_What to do_:
Copy out every line exactly, passing over the pictures.

_Data lines_:
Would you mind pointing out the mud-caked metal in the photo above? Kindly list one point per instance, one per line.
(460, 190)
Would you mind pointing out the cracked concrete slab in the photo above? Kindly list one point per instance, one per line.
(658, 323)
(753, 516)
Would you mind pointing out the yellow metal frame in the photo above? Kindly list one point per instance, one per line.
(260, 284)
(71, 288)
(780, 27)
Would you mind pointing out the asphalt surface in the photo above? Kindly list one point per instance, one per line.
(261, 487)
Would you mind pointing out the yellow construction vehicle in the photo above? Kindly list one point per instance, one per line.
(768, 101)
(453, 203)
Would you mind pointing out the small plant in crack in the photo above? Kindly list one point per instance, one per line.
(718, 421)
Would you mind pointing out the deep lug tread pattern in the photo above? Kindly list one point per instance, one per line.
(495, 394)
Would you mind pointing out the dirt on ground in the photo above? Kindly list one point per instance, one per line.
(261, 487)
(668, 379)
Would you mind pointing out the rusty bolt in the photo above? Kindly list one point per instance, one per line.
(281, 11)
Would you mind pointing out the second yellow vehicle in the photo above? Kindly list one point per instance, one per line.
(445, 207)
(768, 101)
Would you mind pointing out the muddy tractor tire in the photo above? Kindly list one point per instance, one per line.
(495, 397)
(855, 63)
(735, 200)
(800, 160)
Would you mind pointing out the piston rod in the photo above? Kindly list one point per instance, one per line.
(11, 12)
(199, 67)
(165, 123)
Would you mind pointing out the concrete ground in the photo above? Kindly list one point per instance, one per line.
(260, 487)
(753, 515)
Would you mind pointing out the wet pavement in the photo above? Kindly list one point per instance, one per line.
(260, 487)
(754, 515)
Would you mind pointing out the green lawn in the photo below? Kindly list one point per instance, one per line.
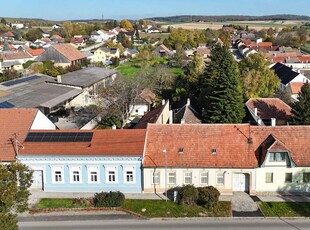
(127, 70)
(53, 203)
(285, 209)
(153, 208)
(160, 208)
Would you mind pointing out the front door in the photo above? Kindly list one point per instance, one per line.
(37, 179)
(240, 182)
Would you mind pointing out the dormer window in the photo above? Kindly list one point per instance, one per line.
(277, 156)
(213, 150)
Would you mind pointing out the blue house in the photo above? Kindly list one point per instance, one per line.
(85, 161)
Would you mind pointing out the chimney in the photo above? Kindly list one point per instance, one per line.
(170, 117)
(188, 102)
(273, 122)
(59, 78)
(259, 121)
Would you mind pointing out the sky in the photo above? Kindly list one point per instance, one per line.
(137, 9)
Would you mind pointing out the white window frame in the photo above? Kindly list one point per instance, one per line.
(108, 170)
(188, 175)
(286, 178)
(72, 170)
(90, 170)
(156, 178)
(220, 176)
(269, 178)
(127, 169)
(303, 177)
(204, 175)
(277, 156)
(172, 175)
(55, 169)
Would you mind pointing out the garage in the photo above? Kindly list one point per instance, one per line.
(241, 182)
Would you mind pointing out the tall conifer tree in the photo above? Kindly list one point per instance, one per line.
(221, 94)
(301, 108)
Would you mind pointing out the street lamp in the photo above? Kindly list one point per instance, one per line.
(165, 153)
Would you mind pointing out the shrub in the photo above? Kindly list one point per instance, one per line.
(111, 199)
(208, 196)
(188, 194)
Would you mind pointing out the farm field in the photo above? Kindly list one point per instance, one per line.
(258, 25)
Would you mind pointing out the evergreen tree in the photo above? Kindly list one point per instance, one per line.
(301, 108)
(257, 79)
(3, 21)
(221, 94)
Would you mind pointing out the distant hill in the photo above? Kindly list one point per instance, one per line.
(222, 18)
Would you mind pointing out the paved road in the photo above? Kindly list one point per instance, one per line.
(231, 224)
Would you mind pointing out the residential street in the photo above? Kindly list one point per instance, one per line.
(266, 224)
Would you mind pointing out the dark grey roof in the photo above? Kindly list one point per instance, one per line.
(285, 73)
(85, 77)
(37, 93)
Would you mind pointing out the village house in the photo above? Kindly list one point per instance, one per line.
(230, 157)
(85, 161)
(63, 55)
(287, 75)
(15, 125)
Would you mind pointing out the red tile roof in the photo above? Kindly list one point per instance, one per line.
(197, 141)
(296, 87)
(104, 142)
(77, 40)
(13, 55)
(69, 51)
(268, 108)
(13, 121)
(236, 146)
(35, 52)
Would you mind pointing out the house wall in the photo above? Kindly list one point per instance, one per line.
(138, 110)
(67, 164)
(41, 122)
(279, 184)
(226, 188)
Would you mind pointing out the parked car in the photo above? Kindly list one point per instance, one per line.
(77, 108)
(53, 118)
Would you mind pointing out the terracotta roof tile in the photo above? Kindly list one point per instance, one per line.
(69, 51)
(197, 141)
(104, 142)
(35, 52)
(13, 121)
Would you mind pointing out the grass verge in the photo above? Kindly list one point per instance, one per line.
(147, 208)
(58, 203)
(285, 209)
(159, 208)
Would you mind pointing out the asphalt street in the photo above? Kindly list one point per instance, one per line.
(228, 223)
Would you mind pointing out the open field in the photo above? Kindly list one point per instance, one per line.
(258, 25)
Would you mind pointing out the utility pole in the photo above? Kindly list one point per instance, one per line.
(165, 153)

_In response_:
Would you mind pointing out the mud-caked metal in the photo above? Kindly list one point per instance, one per line.
(460, 190)
Would you mind pointing out the cracked concrete slab in the photo above? Kindly list one point per instance, one per line.
(658, 323)
(753, 516)
Would you mind pointing out the yellow metal frame in the photo above? Kindly list one point per instance, one per line.
(260, 284)
(71, 288)
(780, 27)
Would you mind pointing out the asphalt surface in the photo above? Kindly list one point per instance, one per line.
(261, 487)
Would you mind pointing out the yellow construction vehicle in the photo above? Kindly list one point per instance, one per line.
(768, 101)
(453, 203)
Would you mind pointing out the small plant in crack in the photo above? Kindly list one point per instance, one per line.
(718, 421)
Would you mind pointing out the deep lug tread pattern in the photo above? Kindly list one point per instance, one per line.
(495, 394)
Would you mind pointing out the dirt on ground in the photo above? Kindly list one point per instance, one per line.
(261, 487)
(668, 379)
Would you mind pointing out the rusty bolt in the photo above? Kindly list one point per instance, one per line.
(281, 11)
Would you mind pointing out the second yellow vehicle in the photo above? Kindly list one point per instance, one per line.
(445, 207)
(768, 101)
Would you mind pointing out the muddy tractor tire in the photo above? Kindly list one point per instance, one per line.
(495, 397)
(855, 63)
(735, 200)
(800, 160)
Would you mind pointing out the piston rod in the photo above? Kindly list one point per instance, one per line.
(11, 12)
(199, 67)
(165, 123)
Would you mind pointing out the concrete ground in the photo above? Kindly list one point per instance, one per line.
(260, 487)
(753, 515)
Would you mind pointing out the wet pavement in the photo above? Kindly list one point per instance, one per line.
(260, 487)
(754, 515)
Would you mind pointing out the green lawn in the photo below? Kindly list one point per instance, one per line.
(127, 70)
(53, 203)
(285, 209)
(153, 208)
(160, 208)
Would you mind pointing out the front door in the photo above? Kindly list one point per instance, one per line.
(37, 179)
(240, 182)
Would you mind pointing out the dormer window in the photo above? Kindly list one point per instance, one per line.
(277, 156)
(213, 150)
Would you mind pointing out the blue house in the photo above? Kindly list one point per instance, one per line.
(85, 161)
Would you mind pointing out the chimney in the photo above? Kindly list one point per instance, one per line.
(170, 117)
(188, 102)
(273, 122)
(59, 78)
(259, 121)
Would you mind pointing out the sky in the photo above? Kindly list one point per instance, one per line.
(137, 9)
Would you mind pointing out the white window frame in the photo above? Kindly list one point per instance, one per line.
(108, 170)
(188, 175)
(286, 178)
(72, 170)
(90, 170)
(156, 178)
(220, 176)
(269, 178)
(127, 169)
(303, 177)
(204, 175)
(277, 156)
(172, 175)
(55, 169)
Would you mind pointing out the garage in the photo above? Kindly list one point per instance, one per line.
(241, 182)
Would you mind pointing out the tall conifer tree in the photo above? Kindly list one point per instance, one per line.
(221, 94)
(301, 108)
Would you mind pointing out the street lamp in the photo above? Kindly list one point per instance, one per line.
(165, 153)
Would you mind pointing out the shrub in the photo above? Kindly list one point per instance, one per line.
(111, 199)
(208, 196)
(188, 194)
Would you mind pointing out the farm field in the photo above? Kindly list one point per instance, one per line.
(258, 25)
Would you mind pointing out the evergreen tree in the photo above? Kindly list one point per instance, one per line.
(301, 108)
(257, 79)
(3, 21)
(221, 94)
Would you mind pointing out the distant hill in the photo above? Kindly list one point per instance, one per line.
(222, 18)
Would you mind pointing out the paved road in the photo above? Kindly list one point per instance, one per line.
(231, 224)
Would you mind pointing out the residential street in the photo above? Kindly list one point per instance, one per line.
(266, 224)
Would you mind pointing out the dark grey roof in the photo above? Kindly list one point per instance, one per line.
(285, 73)
(85, 77)
(37, 93)
Would you mind pointing out the village house in the photo above? Kindly list one point per instance, one per line.
(230, 157)
(85, 161)
(63, 55)
(287, 75)
(15, 125)
Would you mind pointing out the red tile roof in the photo above? Kindly list one point per instance, one per line.
(197, 141)
(296, 87)
(104, 142)
(77, 40)
(13, 55)
(69, 51)
(268, 108)
(13, 121)
(236, 146)
(35, 52)
Would you mind pointing out the house wall in the photo above? Kindly list one point per instance, one per line.
(138, 110)
(67, 164)
(41, 122)
(279, 184)
(226, 188)
Would you mind pointing out the parked car in the photo above? Kindly list one point per instance, one per line.
(77, 108)
(53, 118)
Would you mind pointing out the terracotta roof tile in the photo above? Kindly list one point per instance, one per line.
(69, 51)
(197, 141)
(104, 142)
(35, 52)
(13, 121)
Would you mind pointing out the grass verge in the photo above? Kindly list one point per instance, one per line.
(147, 208)
(58, 203)
(285, 209)
(159, 208)
Would you mind pointing out the asphalt street in the photo above? Kindly list one point per instance, one per line.
(228, 223)
Would you mind pointing out the open field in the photo above? Kindly list one point per instance, one per line.
(258, 25)
Would you mind pointing out the utility pole in the photo above? Kindly list one point per instance, one per line.
(165, 153)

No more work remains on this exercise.